_DESCRIPTION OF THE TASK_.
Each line of the data that mentions the string "below" needs to be identified and copied.

_RECORDS SHOWN_.

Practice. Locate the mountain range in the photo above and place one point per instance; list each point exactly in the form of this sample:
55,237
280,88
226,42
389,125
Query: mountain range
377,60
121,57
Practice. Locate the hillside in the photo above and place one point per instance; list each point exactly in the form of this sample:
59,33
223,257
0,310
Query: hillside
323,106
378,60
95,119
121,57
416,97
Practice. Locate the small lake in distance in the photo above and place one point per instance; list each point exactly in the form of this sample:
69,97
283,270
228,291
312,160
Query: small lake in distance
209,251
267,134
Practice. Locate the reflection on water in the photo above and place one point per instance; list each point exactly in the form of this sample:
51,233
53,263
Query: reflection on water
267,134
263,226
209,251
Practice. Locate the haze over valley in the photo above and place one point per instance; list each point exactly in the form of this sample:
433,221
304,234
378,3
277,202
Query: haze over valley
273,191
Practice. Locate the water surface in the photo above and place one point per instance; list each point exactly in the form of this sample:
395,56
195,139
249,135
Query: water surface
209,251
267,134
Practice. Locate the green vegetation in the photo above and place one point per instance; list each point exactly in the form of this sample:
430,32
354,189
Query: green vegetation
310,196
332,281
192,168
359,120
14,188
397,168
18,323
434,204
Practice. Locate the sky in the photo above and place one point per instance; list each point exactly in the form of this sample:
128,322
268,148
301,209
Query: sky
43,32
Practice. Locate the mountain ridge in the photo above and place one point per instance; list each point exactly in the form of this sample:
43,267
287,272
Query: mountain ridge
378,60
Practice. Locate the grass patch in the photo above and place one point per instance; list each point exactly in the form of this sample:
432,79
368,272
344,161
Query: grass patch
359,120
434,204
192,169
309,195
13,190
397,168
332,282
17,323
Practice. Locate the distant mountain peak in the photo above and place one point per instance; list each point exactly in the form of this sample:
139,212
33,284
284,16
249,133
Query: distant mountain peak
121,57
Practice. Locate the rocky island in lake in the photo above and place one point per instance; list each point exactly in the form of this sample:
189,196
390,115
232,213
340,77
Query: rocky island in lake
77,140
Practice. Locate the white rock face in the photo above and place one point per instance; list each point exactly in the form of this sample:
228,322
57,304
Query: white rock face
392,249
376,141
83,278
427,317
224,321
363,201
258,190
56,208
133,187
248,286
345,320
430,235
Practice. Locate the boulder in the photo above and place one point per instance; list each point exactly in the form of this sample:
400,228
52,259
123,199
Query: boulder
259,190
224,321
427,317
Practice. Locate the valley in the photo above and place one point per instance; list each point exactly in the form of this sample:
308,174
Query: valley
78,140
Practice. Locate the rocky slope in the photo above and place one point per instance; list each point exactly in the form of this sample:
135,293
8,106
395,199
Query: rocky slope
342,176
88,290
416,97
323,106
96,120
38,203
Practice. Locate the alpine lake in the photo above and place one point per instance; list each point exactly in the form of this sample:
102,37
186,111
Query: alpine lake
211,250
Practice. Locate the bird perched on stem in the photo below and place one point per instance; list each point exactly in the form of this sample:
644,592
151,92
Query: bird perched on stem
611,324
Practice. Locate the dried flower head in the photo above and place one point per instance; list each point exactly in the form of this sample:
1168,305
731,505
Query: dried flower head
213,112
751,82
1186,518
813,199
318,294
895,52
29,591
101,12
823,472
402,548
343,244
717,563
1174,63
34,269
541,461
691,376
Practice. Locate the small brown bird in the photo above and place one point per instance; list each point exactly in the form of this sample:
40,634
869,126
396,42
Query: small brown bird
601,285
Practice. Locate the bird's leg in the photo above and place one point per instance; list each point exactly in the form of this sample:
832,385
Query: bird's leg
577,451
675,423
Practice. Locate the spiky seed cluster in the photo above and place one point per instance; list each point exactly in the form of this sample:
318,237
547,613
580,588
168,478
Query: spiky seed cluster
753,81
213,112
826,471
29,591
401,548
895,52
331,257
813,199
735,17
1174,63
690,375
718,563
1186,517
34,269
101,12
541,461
* * *
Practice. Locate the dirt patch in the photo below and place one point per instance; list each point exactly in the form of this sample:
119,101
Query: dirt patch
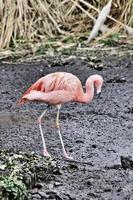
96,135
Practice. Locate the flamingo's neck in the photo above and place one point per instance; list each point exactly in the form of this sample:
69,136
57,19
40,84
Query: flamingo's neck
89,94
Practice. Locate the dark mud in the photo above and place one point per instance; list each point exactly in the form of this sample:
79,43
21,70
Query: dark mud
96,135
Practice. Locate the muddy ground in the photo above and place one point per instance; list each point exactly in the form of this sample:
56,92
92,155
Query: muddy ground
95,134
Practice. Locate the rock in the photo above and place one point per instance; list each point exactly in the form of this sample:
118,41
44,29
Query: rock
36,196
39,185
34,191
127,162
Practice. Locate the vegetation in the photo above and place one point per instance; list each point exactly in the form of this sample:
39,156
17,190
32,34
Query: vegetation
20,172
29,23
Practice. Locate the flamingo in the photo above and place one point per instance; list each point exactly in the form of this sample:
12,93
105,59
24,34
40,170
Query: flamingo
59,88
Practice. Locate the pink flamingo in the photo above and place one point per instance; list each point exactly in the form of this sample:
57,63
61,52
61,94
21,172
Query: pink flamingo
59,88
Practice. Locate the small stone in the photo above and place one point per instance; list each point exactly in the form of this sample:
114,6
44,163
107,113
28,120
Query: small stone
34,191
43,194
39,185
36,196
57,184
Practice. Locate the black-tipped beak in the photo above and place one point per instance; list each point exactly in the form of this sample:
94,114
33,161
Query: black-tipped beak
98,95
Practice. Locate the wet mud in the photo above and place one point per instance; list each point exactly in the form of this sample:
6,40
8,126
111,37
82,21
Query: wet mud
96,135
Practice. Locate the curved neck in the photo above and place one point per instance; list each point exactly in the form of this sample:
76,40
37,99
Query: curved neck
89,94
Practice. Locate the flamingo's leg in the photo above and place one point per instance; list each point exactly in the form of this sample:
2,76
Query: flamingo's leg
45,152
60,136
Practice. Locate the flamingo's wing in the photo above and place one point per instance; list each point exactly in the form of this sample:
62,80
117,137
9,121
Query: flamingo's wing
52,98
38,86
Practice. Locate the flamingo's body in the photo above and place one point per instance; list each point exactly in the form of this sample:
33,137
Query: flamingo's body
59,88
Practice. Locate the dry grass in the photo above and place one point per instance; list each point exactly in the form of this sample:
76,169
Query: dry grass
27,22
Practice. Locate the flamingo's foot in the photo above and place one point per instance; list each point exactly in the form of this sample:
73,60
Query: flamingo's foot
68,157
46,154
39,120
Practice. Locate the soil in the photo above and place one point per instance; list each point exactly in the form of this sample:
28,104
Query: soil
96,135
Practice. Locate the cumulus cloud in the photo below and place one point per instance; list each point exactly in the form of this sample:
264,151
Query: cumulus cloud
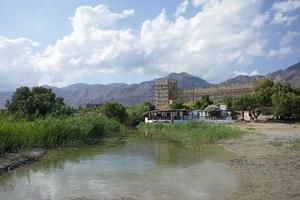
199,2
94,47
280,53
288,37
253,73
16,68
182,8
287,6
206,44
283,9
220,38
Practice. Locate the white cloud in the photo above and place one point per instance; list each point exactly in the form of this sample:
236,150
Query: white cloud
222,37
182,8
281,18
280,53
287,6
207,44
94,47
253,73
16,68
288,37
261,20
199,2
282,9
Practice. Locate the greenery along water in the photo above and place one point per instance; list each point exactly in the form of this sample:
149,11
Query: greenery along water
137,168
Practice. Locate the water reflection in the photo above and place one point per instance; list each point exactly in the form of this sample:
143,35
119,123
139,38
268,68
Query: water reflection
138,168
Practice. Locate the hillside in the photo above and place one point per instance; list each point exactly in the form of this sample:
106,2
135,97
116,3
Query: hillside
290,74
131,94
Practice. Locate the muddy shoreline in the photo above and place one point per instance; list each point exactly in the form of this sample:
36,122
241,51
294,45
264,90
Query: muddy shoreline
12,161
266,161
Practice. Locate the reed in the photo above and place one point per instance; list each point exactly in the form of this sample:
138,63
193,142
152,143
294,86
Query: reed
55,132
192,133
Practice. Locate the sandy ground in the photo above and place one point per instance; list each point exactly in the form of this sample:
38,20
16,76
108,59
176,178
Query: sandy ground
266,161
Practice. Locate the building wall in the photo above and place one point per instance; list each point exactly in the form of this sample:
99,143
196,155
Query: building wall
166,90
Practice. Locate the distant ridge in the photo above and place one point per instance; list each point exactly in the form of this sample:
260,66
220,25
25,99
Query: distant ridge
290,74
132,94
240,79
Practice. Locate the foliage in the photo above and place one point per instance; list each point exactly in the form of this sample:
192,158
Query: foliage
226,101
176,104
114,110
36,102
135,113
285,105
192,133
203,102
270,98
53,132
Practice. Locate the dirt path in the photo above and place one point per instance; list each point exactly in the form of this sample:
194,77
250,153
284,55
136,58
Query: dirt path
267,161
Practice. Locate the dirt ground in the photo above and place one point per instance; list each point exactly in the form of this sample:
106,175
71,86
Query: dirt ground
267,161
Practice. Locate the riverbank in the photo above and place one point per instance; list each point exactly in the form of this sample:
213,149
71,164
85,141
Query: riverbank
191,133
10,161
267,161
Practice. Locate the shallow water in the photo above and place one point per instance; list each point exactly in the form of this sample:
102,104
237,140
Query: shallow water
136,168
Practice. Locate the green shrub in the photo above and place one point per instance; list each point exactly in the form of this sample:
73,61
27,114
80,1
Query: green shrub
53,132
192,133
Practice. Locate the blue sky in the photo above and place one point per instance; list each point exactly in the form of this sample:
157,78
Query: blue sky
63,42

_YOUR RESPONSE_.
Practice. Locate the bird perched on stem in the photo below and place one point per instance; list each point exactly in the form of this sample:
Practice. Locate the dirt patch in the photo below and place one point per instance; list each point exactly in the form of this sample:
Practice. Locate the cumulus cloud in the photo below and place one point per instance; list each point exactly in the form of this sample:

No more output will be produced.